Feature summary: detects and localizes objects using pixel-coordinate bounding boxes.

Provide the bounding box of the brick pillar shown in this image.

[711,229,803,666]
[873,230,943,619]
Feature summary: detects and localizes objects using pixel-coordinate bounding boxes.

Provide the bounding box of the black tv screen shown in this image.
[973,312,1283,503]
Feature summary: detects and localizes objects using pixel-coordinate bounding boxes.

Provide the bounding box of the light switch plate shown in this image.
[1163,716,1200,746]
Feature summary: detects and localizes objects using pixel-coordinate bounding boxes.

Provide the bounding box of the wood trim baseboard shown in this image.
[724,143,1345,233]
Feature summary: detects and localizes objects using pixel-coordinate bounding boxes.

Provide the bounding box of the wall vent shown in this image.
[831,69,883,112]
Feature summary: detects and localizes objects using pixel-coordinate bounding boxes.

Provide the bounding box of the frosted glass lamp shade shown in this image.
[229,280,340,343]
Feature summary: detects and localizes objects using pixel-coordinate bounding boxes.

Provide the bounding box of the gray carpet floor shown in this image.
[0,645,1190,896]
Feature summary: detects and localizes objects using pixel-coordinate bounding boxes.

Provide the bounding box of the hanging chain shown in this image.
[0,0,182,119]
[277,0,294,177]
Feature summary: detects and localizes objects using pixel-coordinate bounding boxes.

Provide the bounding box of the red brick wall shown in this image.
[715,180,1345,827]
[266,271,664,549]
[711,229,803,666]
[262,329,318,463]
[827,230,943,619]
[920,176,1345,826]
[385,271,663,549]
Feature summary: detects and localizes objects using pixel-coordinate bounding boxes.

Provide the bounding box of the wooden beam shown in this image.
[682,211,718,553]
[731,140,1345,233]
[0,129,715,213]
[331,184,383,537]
────────────────
Convert the records, from the beginning through the line containing "[724,143,1345,233]", into a two-column CSV headed text and answer. Give one row per record, with each value in a single quoted field and line breaks replaced by spaces.

text,answer
"Feature summary: detects and localizes objects using pixel-coordinate bounding boxes. Provide the bounding box of the brick pillar shown in this image.","[711,229,803,666] [873,230,943,619]"
"Feature summary: detects and localizes objects using pixel-coordinate bounding boxes. Provide the bounding box of the black tv screen shown in this image.","[973,312,1283,503]"
"Feature summary: detects and localizes objects using pixel-coordinate bounding boxes. Provide the bounding box of the light switch plate shown in this image.","[1163,716,1200,746]"
"Feature summary: detects and localizes objects using pixel-coordinate bounding boxes. Provide the bounding box of the wood trim baseboard shown in this image.","[724,143,1345,233]"